Stored data START

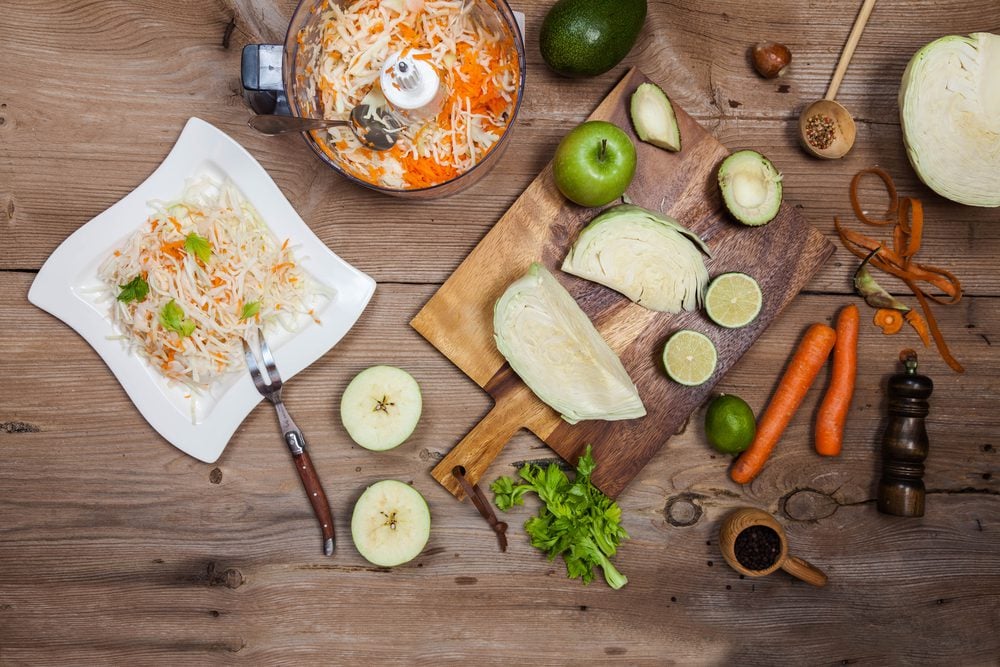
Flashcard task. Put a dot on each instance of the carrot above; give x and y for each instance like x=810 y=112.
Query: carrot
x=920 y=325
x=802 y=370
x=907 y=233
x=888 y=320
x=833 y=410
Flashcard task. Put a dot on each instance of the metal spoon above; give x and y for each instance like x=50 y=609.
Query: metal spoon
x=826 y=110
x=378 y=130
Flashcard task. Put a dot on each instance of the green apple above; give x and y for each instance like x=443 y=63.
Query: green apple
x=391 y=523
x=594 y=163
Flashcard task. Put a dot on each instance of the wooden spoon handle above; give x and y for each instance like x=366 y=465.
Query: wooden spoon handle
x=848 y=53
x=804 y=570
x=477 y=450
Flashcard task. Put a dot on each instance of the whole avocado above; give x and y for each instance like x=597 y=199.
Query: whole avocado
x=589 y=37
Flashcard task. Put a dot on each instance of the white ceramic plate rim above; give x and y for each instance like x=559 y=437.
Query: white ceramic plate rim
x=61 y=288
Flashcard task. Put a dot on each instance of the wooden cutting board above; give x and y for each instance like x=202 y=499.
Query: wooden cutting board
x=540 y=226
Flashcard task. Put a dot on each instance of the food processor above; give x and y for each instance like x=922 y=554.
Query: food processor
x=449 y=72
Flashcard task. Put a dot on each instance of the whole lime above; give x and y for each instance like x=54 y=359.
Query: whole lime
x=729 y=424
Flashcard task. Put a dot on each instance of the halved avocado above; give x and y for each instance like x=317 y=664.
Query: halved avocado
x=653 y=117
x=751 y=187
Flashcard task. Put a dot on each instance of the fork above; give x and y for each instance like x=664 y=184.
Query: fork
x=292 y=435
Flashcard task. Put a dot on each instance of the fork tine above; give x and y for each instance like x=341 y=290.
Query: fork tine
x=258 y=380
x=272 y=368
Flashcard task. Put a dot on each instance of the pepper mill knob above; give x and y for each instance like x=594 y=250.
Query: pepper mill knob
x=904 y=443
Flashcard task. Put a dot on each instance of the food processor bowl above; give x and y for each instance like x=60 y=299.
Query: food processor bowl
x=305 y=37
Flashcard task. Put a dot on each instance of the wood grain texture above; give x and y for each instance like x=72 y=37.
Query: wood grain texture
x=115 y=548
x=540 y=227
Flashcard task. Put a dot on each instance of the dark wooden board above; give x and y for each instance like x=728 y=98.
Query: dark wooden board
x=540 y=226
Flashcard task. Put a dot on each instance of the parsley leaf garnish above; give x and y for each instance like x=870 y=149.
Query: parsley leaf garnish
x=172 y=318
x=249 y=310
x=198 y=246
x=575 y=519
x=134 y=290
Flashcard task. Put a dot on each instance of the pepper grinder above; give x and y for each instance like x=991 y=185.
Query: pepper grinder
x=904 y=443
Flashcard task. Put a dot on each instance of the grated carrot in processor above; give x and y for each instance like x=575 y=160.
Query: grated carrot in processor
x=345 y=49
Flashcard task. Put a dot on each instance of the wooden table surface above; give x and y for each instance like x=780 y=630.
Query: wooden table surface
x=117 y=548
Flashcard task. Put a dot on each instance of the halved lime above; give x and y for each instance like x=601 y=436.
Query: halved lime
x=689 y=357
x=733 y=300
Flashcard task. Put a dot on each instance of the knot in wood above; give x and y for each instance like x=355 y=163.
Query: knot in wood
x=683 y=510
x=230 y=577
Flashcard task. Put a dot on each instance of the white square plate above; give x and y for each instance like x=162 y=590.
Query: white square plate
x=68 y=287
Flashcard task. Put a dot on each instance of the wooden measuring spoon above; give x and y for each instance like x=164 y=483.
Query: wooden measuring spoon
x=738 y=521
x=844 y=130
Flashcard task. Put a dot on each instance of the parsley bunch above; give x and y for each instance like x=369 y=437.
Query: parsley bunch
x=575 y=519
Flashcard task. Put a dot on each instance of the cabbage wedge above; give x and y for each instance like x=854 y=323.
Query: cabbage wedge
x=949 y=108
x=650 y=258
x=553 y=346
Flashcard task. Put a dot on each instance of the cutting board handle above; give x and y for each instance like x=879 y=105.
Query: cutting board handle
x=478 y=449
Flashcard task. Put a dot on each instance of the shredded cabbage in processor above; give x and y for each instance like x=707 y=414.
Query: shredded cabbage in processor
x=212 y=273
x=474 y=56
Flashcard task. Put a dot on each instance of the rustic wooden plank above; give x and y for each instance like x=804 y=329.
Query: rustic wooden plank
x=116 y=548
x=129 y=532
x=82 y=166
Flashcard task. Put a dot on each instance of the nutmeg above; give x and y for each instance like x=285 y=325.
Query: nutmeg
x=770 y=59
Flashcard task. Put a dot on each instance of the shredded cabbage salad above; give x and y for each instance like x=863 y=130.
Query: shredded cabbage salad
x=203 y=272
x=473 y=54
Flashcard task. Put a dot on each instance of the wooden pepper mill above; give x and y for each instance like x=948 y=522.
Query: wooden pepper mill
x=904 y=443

Stored data END

Among the records above, a stretch begins at the line containing "like x=60 y=299." and ends at the line containing "Flashcard task. Put a dot on each instance of the knot". Restate that stretch word for word, and nothing else.

Flashcard task. Put a dot on each instance of the food processor bowl above; give x and y for each instance like x=60 y=299.
Query: food processor bowl
x=305 y=37
Flashcard task. Put a dot on each instance of the wood grain texture above; give x and y for each instance like x=72 y=37.
Query: wood grain texture
x=115 y=548
x=540 y=227
Flashcard task. Put a dot on each instance of the dark wooden board above; give x and y for each instance like x=728 y=98.
Query: dark wooden board
x=540 y=226
Flashcard task. Put a dot on each instance of the parsley leaf garnish above; give x and y for each instance like x=870 y=149.
Query: parsley leaf garnish
x=172 y=318
x=249 y=310
x=198 y=246
x=575 y=519
x=134 y=290
Flashcard task. Put a dot on each instance of the pepper grinder above; give x and y for each instance like x=991 y=185.
Query: pepper grinder
x=904 y=443
Flashcard task. Put a dot on each instance of the grated carrot in processor above; give x and y for each instance like x=575 y=160.
Query: grated carrot in processor
x=345 y=49
Flashcard task. Put a dot on each instance of the wooden table surface above; give x and y for each instance like x=780 y=630.
Query: wooden table surface
x=117 y=548
Flashcard task. Put a dot on each instance of the halved lime above; give x and y for each instance like x=601 y=436.
Query: halved lime
x=689 y=357
x=733 y=300
Flashcard task. Put a dot on each instance of the knot in wood above; give x and y for each instance like x=355 y=163.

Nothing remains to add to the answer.